Prompt 1:
Answer these from the post on holding blessings and trials lightly:
(a) Where had the writer gone before getting the antibiotics?
(b) What did the girl the writer is discipling say?
(c) Which verse does the post cite for "When I am weak, then I am strong"?
Prompt 2: Retype a section of the post on holding blessings and trials lightly. Begin at the words "I knew my friend's" and stop after the words "hours is momentary.".
Prompt 3: Please write what comes next in the post on holding blessings and trials lightly, starting after its final sentence.

Text:
-- Opening Marker --

Thursday, June 9, 2016

"Hold Both the Blessing and The Trial Lightly"

I was lying in bed in great pain. I'd been to the urgent care facility and had the antibiotics for my UTI, but hours into it, it still hurt...bad. I was drinking gallons of water and waiting. If my husband hadn't been sleeping next to me, I think I would have moaned.

I remembered the words of a friend, "I've learned to hold both the blessing and the trial lightly." I cried out to the Lord, "How can I hold this lightly? This hurts so much, it's all I can think about!" 



I knew my friend's wisdom came from scripture. 2 Corinthians 4:17 "For momentary, light affliction is producing for us an eternal weight of glory far beyond all comparison" and Job 1:21b "The Lord gave and the Lord has taken away. Blessed be the name of the Lord." Not that a few hours of pain can be compared with what Job went through! A few hours..."momentary". I focused on that for a minute. I knew the antibiotics would take affect and within a few hours I would have relief for most of the pain I was feeling. In the grand scheme of things, a few hours is momentary.

"Light", at that instant I could not call what I was feeling "light affliction." It was definitely the most painful bladder infection I had ever experienced, but it was light in that I could go to a doctor, the medicine was there and I could afford it. What did they do before antibiotics? I have no idea. Could one die of an untreated UTI? Did they?

I had been studying passages in the Bible on suffering and trials and now God was giving me a small practical test. I recognize now, and even then, that this was not a huge trial I was going through, but God still brought home some lessons:

An Eternal Perspective -- In the course of a lifetime, what are a few hours of pain? But stretch that out even further, what is it compared to all of eternity? Recently a girl I'm discipling said to me, "No one has suffered more than one lifetime." When I think of someone who has chronic pain or sorrow that lasts a lifetime, I wonder if they could be comforted by that thought? I can't speak to that, but even a lifelong trial or persecution "is not worthy to be compared with the glory that is to be revealed to us." Romans 8:18 What will that glory be? Seeing God in all His holiness, majesty, and splendor!

A Dependence on God -- Whenever we recognize our weakness, we can have the blessing of depending more on God. It's so easy to rely on ourselves when everything is going well. "I've got this one. I don't need to disturb you, Lord with this little thing." But God wants us to lean on Him all the time. That's why Paul said, "When I am weak, then I am strong." 2 Corinthians 12:10 When we are strong, we are only as strong as ourselves. When we are weak, we let the "power of Christ dwell in [us]." (verse 9)

-- Closing Marker --

Recorded information:

-- Opening Marker --

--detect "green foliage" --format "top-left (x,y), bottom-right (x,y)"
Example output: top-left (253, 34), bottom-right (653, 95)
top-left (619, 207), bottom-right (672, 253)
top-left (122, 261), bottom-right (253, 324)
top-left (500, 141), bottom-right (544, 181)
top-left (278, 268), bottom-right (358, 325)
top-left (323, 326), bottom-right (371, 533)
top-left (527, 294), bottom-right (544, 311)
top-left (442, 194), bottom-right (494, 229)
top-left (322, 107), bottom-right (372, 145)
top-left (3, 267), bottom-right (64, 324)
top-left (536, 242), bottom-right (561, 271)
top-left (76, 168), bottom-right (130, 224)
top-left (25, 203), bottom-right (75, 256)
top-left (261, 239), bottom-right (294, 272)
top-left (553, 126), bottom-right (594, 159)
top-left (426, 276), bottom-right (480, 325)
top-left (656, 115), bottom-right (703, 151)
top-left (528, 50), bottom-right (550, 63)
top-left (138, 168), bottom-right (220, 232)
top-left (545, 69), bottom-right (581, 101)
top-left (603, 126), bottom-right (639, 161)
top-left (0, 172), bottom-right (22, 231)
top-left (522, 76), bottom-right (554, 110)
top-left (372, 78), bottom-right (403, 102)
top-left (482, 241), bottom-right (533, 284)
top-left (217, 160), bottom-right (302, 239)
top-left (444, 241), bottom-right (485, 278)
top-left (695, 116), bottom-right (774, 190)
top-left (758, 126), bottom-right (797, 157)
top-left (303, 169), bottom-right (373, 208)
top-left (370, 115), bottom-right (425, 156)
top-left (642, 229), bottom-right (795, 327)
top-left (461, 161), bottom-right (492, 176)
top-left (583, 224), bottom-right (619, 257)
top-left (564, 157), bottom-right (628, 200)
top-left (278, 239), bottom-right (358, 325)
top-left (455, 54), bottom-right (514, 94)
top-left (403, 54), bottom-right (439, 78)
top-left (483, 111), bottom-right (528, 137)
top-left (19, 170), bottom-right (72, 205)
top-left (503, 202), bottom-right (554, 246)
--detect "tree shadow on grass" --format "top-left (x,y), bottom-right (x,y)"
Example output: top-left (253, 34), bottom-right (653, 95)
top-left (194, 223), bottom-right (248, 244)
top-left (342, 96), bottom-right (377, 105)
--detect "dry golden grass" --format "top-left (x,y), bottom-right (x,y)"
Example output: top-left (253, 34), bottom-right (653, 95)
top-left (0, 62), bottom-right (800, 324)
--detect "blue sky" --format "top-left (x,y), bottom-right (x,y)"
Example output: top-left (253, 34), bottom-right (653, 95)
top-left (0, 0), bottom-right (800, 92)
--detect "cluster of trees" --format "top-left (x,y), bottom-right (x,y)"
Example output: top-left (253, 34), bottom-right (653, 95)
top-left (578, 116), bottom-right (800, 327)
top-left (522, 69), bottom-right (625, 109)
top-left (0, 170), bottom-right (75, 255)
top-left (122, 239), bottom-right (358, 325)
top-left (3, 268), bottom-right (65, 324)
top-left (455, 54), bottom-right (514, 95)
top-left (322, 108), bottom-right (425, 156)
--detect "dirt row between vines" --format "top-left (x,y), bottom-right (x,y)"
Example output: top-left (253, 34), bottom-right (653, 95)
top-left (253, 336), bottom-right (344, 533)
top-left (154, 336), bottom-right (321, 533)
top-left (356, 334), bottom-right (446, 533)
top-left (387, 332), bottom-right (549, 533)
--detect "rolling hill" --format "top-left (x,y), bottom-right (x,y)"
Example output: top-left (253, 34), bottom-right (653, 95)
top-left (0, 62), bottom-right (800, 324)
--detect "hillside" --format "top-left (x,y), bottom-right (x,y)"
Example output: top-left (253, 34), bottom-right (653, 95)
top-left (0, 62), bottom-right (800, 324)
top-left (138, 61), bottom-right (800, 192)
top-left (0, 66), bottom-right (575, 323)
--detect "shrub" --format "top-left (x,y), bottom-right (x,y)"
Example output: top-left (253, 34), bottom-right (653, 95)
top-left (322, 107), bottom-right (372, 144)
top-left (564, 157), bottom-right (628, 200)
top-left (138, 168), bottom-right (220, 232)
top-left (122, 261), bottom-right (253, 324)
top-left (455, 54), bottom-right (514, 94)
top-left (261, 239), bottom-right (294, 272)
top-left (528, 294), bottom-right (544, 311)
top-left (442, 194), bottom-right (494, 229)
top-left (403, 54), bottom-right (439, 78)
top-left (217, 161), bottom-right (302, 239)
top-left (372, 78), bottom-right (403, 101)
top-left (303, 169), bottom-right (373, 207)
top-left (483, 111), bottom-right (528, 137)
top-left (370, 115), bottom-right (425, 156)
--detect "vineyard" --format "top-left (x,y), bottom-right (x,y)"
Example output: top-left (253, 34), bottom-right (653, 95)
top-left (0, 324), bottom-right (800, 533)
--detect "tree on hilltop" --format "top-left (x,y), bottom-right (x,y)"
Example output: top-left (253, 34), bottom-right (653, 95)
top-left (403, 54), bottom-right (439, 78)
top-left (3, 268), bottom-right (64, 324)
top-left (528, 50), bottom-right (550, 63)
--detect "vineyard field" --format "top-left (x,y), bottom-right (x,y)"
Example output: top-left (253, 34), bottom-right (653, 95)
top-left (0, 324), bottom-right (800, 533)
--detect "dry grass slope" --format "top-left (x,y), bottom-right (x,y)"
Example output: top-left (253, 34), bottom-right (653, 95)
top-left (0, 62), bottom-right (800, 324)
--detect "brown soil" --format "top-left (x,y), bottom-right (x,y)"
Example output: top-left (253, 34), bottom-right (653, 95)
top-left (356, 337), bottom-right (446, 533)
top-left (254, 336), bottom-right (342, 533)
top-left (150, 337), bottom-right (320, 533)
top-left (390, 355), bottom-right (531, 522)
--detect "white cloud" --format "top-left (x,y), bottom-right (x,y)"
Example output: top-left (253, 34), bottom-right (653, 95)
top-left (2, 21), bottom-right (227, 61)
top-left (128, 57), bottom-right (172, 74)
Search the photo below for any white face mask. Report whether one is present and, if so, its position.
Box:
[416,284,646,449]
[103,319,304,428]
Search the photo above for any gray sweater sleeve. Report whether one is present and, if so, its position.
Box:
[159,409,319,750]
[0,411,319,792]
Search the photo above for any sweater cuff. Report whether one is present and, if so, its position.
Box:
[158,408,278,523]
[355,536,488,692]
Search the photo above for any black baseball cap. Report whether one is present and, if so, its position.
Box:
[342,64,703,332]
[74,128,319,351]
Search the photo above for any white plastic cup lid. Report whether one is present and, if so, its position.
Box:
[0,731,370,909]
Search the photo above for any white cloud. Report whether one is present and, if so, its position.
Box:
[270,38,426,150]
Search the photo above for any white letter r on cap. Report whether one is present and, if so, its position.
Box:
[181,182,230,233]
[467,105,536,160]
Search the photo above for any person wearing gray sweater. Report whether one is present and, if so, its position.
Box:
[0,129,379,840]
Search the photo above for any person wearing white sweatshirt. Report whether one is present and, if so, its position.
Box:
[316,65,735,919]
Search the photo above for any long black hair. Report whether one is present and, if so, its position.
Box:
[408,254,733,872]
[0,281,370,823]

-- Closing Marker --
-- Opening Marker --

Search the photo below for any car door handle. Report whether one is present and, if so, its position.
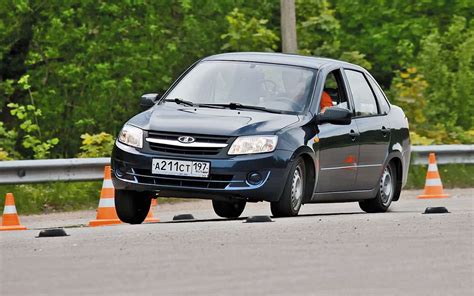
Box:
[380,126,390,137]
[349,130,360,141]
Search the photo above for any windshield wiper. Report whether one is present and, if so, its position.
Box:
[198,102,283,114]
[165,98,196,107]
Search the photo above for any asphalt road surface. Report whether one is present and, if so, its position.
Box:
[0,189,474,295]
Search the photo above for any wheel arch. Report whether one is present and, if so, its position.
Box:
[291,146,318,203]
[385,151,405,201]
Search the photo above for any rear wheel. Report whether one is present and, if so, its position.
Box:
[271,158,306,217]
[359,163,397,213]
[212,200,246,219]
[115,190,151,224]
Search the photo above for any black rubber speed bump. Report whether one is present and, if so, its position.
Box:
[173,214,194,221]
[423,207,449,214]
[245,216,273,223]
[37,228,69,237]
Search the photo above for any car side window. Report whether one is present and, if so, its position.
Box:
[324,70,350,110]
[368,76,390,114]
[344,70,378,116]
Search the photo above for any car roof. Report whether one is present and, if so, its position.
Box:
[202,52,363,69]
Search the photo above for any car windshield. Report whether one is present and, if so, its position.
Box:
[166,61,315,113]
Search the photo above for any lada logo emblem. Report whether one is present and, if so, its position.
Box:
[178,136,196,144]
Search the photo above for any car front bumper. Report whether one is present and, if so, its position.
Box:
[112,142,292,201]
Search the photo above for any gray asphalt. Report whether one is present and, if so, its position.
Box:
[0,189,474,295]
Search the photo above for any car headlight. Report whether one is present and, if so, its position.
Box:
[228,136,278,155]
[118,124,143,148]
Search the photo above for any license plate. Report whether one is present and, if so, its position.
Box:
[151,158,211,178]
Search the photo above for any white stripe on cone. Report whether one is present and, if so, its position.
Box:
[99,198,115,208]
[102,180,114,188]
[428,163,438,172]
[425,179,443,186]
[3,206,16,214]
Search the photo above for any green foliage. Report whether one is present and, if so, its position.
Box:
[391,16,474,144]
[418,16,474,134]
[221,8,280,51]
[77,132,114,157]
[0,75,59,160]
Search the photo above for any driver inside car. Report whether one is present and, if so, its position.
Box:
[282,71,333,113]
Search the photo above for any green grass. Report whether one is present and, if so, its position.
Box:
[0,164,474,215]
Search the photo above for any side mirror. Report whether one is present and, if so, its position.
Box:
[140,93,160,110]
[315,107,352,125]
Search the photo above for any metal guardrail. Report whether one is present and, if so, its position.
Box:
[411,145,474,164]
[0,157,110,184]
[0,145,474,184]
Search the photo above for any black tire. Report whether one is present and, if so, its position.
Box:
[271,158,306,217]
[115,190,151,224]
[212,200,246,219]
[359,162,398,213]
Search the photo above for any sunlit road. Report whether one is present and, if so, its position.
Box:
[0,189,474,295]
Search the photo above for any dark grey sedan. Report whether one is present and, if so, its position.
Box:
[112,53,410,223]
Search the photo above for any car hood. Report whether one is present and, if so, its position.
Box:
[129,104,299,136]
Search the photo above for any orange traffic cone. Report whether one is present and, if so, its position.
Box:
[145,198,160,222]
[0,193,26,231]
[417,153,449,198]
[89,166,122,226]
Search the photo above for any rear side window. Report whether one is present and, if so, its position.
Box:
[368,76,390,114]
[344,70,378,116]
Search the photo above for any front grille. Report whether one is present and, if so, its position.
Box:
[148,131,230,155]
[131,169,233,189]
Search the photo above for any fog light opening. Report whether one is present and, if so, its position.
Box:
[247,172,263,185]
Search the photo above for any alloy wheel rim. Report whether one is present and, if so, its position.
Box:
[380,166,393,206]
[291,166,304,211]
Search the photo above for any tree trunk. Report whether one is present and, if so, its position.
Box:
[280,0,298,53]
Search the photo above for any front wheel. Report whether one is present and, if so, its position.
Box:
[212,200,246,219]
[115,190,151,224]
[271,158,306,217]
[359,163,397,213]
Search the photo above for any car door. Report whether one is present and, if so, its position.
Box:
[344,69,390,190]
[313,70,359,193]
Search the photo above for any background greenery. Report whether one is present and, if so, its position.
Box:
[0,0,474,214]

-- Closing Marker --
-- Opening Marker --

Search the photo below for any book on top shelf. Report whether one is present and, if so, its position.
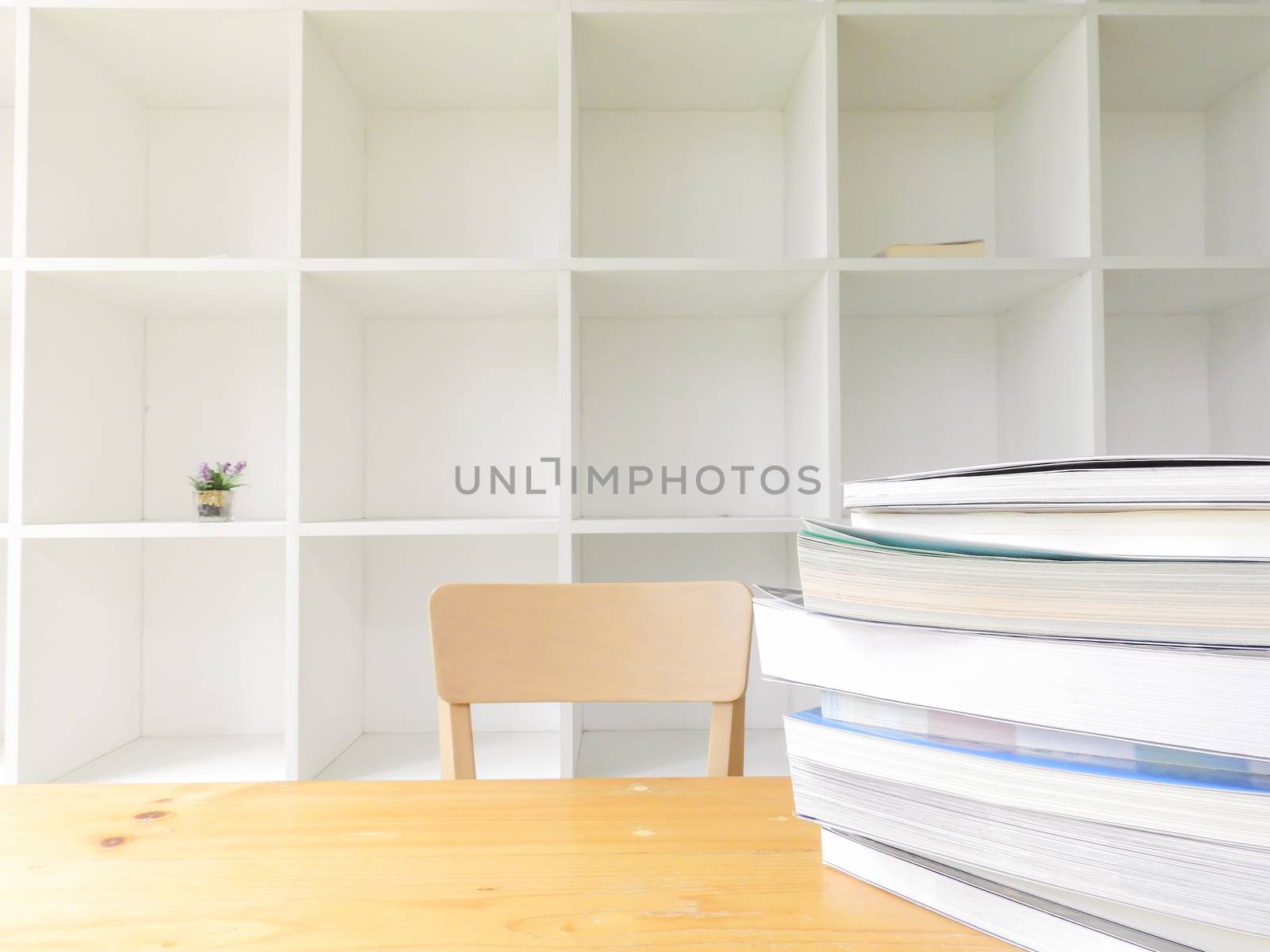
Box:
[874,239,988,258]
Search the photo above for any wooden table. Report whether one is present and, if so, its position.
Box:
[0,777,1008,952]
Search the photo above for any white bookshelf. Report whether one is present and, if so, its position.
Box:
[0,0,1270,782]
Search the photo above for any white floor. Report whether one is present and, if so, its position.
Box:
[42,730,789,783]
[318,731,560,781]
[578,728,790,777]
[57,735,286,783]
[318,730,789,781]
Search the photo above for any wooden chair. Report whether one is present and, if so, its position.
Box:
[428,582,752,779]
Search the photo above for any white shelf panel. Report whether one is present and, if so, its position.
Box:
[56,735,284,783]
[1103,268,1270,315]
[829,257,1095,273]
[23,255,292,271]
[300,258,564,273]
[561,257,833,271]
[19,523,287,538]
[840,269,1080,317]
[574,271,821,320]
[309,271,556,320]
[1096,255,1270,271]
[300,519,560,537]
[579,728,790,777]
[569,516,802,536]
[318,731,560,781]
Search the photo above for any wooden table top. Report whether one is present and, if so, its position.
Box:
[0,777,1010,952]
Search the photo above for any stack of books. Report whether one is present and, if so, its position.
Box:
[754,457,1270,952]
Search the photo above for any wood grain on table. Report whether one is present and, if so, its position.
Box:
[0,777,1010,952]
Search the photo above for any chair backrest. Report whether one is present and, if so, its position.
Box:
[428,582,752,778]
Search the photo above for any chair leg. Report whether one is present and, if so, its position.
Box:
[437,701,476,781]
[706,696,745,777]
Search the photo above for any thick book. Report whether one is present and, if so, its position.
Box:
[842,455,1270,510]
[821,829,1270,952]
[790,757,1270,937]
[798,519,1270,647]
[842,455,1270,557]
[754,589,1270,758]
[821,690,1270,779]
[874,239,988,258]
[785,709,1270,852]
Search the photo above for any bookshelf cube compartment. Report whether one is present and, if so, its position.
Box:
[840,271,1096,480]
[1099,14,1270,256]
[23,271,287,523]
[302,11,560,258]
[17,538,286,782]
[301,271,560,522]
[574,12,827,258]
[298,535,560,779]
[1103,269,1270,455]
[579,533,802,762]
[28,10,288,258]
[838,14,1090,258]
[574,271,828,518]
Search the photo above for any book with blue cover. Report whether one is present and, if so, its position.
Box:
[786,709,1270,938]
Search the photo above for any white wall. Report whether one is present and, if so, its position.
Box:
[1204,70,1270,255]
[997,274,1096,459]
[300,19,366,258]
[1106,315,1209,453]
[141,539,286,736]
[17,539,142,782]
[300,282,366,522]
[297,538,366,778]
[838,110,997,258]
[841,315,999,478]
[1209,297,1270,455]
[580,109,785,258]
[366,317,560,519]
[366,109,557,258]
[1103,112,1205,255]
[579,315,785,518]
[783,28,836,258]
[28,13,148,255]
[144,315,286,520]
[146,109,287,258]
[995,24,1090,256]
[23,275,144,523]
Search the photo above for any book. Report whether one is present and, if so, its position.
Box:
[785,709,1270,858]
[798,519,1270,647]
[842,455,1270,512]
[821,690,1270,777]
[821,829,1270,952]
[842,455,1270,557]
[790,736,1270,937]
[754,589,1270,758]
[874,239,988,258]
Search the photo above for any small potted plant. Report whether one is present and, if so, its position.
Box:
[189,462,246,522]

-- Closing Marker --

Written answer 1:
(a) The urgent care facility.
(b) "No one has suffered more than one lifetime."
(c) 2 Corinthians 12:10.

Written answer 2:
I knew my friend's wisdom came from scripture. 2 Corinthians 4:17 "For momentary, light affliction is producing for us an eternal weight of glory far beyond all comparison" and Job 1:21b "The Lord gave and the Lord has taken away. Blessed be the name of the Lord." Not that a few hours of pain can be compared with what Job went through! A few hours..."momentary". I focused on that for a minute. I knew the antibiotics would take affect and within a few hours I would have relief for most of the pain I was feeling. In the grand scheme of things, a few hours is momentary.

Written answer 3:
A Greater Understanding of Others -- I had a bad ear infection a couple of months ago with both ears draining for almost two weeks. When it was all over, I had lost 30% of my hearing. Suddenly everyone had to be looking at me when they talked to me and background music became an annoying noise. My mother and mother-in-law are quite hard of hearing, to the point that hearing aids are not always effective. Suddenly I felt like I could identify with them to a much greater extent. It made me more patient with repeating, at least I think it did! And more aware of how someone raising their voice to be heard sounds like being shouted at. (Thankfully, a "patch" on my eardrum has given me back much of my hearing.)

Rejoicing in Blessings, While Realizing They are Temporary -- I'm rejoicing in being able to hear today. There is a house wren outside my window who sings until I sometimes think the tiny bird will burst. I can hear the woodpecker knocking on my tree, my neighbor's lawn mower, and the voices of the children who live behind me playing in their yard. Thank you, Lord! I think I'll hear in heaven, too, but, if I live long, there's a good chance the ability to hear these things will diminish. I have a lovely house and garden, but one day it will mean nothing to me, this body will be in the ground and I will be in a mansion in eternity. I can't grasp these and other blessings tightly, just like I can't let trials and suffering control me. God is the only permanence in my life.

Live by Faith -- This brings us back full circle to our eternal perspective. "We look not at the things which are seen, for the things which are seen are temporal, but the things which are not seen are eternal." 2 Corinthians 4:18 How do we look at what is not seen? By faith. Hebrews 11 tells us of men and women who were able to look at what was not seen...Noah built an ark when it had never rained before...Abraham followed God, not knowing where he was going. They lived in tents, how temporary is that? But they looked "for a city whose architect and builder was God." Hebrews 11:10 This was a city they could not see, but one they knew would mean truly coming home. Forever.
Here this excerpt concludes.